# Job:
Select each line of the material that contains the string "query". Letter case must match.

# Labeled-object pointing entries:
::::
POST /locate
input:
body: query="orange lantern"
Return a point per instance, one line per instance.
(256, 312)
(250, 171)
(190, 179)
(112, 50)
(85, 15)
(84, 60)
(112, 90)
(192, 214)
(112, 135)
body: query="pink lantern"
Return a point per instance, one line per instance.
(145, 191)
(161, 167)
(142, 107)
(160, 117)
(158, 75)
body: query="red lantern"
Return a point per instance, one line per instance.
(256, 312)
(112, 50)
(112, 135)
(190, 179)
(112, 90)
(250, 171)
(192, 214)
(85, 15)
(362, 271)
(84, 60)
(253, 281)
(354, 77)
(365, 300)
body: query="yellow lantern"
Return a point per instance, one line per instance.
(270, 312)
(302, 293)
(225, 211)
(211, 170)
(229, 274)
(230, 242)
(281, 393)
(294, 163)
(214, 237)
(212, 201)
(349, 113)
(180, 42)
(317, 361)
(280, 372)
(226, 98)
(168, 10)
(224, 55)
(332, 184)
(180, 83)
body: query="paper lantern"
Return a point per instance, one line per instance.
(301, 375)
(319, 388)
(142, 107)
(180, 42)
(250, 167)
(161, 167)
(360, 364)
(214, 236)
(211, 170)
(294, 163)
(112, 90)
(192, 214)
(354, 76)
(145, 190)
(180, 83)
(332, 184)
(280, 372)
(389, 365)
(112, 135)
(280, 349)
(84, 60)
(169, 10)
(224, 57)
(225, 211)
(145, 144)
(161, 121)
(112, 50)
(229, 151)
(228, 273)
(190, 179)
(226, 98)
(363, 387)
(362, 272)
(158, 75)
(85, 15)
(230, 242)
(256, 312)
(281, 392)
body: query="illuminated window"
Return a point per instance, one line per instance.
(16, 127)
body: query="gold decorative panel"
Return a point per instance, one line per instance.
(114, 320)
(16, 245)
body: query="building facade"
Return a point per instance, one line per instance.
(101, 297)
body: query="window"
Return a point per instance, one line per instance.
::::
# Answer to the problem:
body: query="orange lantern"
body: query="pink lantern"
body: query="red lantern"
body: query="yellow lantern"
body: query="paper lantern"
body: query="illuminated window"
body: query="gold decorative panel"
body: query="building facade"
body: query="window"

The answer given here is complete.